● **Stored records**:
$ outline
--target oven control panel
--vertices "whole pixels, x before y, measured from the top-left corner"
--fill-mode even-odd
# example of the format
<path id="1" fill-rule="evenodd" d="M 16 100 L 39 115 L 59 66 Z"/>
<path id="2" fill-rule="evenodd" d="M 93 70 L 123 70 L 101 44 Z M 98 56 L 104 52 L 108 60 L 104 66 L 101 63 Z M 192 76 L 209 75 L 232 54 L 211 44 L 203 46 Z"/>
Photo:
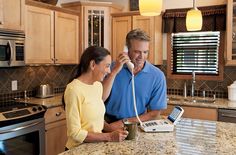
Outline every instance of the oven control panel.
<path id="1" fill-rule="evenodd" d="M 7 120 L 19 119 L 36 115 L 38 113 L 42 113 L 45 111 L 46 109 L 42 105 L 34 105 L 21 109 L 15 108 L 12 109 L 11 111 L 0 113 L 0 120 L 7 121 Z"/>

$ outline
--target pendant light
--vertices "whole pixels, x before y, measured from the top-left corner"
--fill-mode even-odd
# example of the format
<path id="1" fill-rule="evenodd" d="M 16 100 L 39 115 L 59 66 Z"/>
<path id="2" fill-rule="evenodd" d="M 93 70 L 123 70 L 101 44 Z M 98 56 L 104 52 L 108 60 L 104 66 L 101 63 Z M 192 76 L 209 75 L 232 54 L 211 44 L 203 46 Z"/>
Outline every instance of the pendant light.
<path id="1" fill-rule="evenodd" d="M 139 0 L 139 12 L 142 16 L 158 16 L 161 10 L 162 0 Z"/>
<path id="2" fill-rule="evenodd" d="M 202 29 L 202 12 L 197 9 L 195 0 L 193 0 L 193 8 L 187 12 L 186 27 L 187 31 L 199 31 Z"/>

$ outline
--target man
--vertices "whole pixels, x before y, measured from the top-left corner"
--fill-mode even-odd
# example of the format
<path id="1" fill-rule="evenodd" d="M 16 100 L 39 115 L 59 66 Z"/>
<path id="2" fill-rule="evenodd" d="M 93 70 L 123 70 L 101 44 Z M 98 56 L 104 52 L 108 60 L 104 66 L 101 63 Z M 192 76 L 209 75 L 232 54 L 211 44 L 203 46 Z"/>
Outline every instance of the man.
<path id="1" fill-rule="evenodd" d="M 111 127 L 123 126 L 122 119 L 138 122 L 132 95 L 132 73 L 127 65 L 134 64 L 133 74 L 137 111 L 141 121 L 155 119 L 166 109 L 166 80 L 163 72 L 147 61 L 150 37 L 135 29 L 126 36 L 128 55 L 121 53 L 112 65 L 112 72 L 103 81 L 106 99 L 106 121 Z"/>

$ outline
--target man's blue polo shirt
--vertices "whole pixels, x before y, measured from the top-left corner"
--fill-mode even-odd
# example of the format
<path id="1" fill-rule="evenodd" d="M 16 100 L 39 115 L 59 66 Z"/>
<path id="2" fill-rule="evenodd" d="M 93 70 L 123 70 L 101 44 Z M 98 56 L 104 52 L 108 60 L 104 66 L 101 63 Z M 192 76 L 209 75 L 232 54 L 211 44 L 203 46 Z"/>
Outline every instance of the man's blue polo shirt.
<path id="1" fill-rule="evenodd" d="M 127 66 L 116 75 L 111 94 L 106 100 L 106 113 L 123 119 L 135 116 L 132 95 L 132 75 Z M 147 109 L 167 107 L 166 80 L 163 72 L 146 61 L 144 68 L 134 77 L 138 114 Z"/>

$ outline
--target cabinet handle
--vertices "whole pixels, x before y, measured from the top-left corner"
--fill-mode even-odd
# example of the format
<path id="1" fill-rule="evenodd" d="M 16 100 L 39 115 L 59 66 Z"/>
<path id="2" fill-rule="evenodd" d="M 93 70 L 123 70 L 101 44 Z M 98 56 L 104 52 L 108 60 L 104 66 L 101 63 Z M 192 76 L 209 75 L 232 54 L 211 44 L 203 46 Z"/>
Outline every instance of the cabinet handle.
<path id="1" fill-rule="evenodd" d="M 57 112 L 56 116 L 59 117 L 61 115 L 61 112 Z"/>

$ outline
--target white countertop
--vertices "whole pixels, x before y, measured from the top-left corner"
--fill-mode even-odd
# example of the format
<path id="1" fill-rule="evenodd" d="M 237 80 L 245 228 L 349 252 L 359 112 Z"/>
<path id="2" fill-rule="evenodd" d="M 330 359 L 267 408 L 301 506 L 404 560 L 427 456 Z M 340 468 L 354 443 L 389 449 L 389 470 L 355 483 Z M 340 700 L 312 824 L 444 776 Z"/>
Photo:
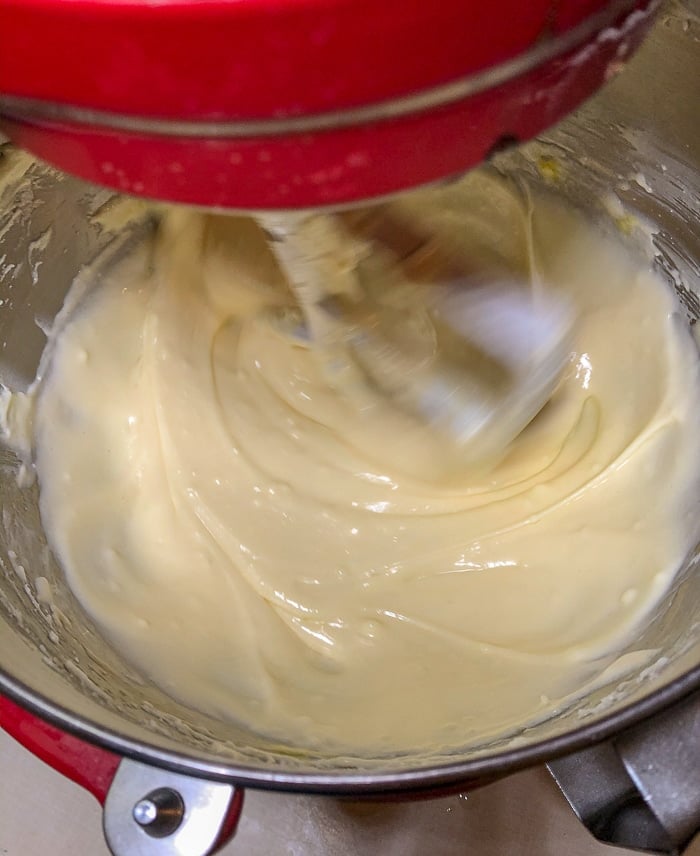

● **Problem details**: Reproduce all of the data above word for word, but leave out the pictures.

● **Answer for the task**:
$ outline
--target oven control panel
--vertices "whole pixels, x before y, measured from the top-left corner"
--fill-mode even-odd
# example of the format
<path id="1" fill-rule="evenodd" d="M 16 100 L 39 115 L 59 66 Z"/>
<path id="2" fill-rule="evenodd" d="M 93 70 L 123 70 L 101 44 Z M 98 56 L 104 52 L 108 60 L 104 66 L 101 63 Z M 192 76 L 209 75 L 232 54 L 211 44 L 203 46 Z"/>
Photo:
Outline every instance of the oven control panel.
<path id="1" fill-rule="evenodd" d="M 7 120 L 19 119 L 36 115 L 38 113 L 42 113 L 45 111 L 46 109 L 42 105 L 34 105 L 21 109 L 15 108 L 12 109 L 11 111 L 0 113 L 0 120 L 7 121 Z"/>

$ outline
--target pendant light
--vertices "whole pixels, x before y, measured from the top-left corner"
--fill-mode even-odd
# example of the format
<path id="1" fill-rule="evenodd" d="M 16 100 L 39 115 L 59 66 Z"/>
<path id="2" fill-rule="evenodd" d="M 93 70 L 123 70 L 101 44 Z M 98 56 L 104 52 L 108 60 L 104 66 L 101 63 Z M 192 76 L 209 75 L 232 54 L 211 44 L 203 46 Z"/>
Outline every instance of the pendant light.
<path id="1" fill-rule="evenodd" d="M 139 0 L 139 12 L 142 16 L 158 16 L 161 10 L 162 0 Z"/>
<path id="2" fill-rule="evenodd" d="M 202 29 L 202 12 L 197 9 L 195 0 L 193 0 L 193 8 L 187 12 L 186 27 L 187 31 L 199 31 Z"/>

$ outline
--target man
--vertices "whole pixels, x before y, measured from the top-left corner"
--fill-mode even-odd
# example of the format
<path id="1" fill-rule="evenodd" d="M 16 100 L 39 115 L 59 66 Z"/>
<path id="2" fill-rule="evenodd" d="M 93 70 L 123 70 L 101 44 Z M 98 56 L 104 52 L 108 60 L 104 66 L 101 63 Z M 192 76 L 209 75 L 232 54 L 211 44 L 203 46 Z"/>
Outline every instance of the man.
<path id="1" fill-rule="evenodd" d="M 111 127 L 123 126 L 122 119 L 138 122 L 132 95 L 132 73 L 127 65 L 134 64 L 133 74 L 137 111 L 141 121 L 155 119 L 166 109 L 166 80 L 163 72 L 147 61 L 150 37 L 135 29 L 126 36 L 128 55 L 121 53 L 112 65 L 112 72 L 103 81 L 106 99 L 106 121 Z"/>

$ outline
--target man's blue polo shirt
--vertices "whole pixels, x before y, measured from the top-left corner"
--fill-mode even-odd
# example of the format
<path id="1" fill-rule="evenodd" d="M 16 100 L 39 115 L 59 66 Z"/>
<path id="2" fill-rule="evenodd" d="M 93 70 L 123 70 L 101 44 Z M 98 56 L 104 52 L 108 60 L 104 66 L 101 63 Z M 192 76 L 209 75 L 232 54 L 211 44 L 203 46 Z"/>
Outline every instance of the man's blue polo shirt.
<path id="1" fill-rule="evenodd" d="M 127 66 L 116 75 L 111 94 L 106 100 L 106 113 L 123 119 L 135 116 L 132 95 L 132 75 Z M 147 109 L 167 107 L 166 80 L 163 72 L 146 61 L 144 68 L 134 77 L 138 114 Z"/>

$ outline
--target cabinet handle
--vertices "whole pixels, x before y, measured from the top-left corner"
--fill-mode even-odd
# example of the format
<path id="1" fill-rule="evenodd" d="M 16 100 L 39 115 L 59 66 Z"/>
<path id="2" fill-rule="evenodd" d="M 93 70 L 123 70 L 101 44 Z M 98 56 L 104 52 L 108 60 L 104 66 L 101 63 Z M 192 76 L 209 75 L 232 54 L 211 44 L 203 46 Z"/>
Outline every instance of the cabinet handle.
<path id="1" fill-rule="evenodd" d="M 57 112 L 56 116 L 59 117 L 61 115 L 61 112 Z"/>

$ outline
--target white countertop
--vertices "whole pixels, x before y, measured from the top-left corner"
--fill-mode even-odd
# example of the format
<path id="1" fill-rule="evenodd" d="M 237 80 L 245 228 L 349 252 L 359 112 Z"/>
<path id="2" fill-rule="evenodd" d="M 330 359 L 267 408 L 301 506 L 404 560 L 427 456 Z M 340 468 L 354 443 L 389 449 L 389 470 L 355 483 Z M 340 700 L 312 824 L 444 776 Z"/>
Photo:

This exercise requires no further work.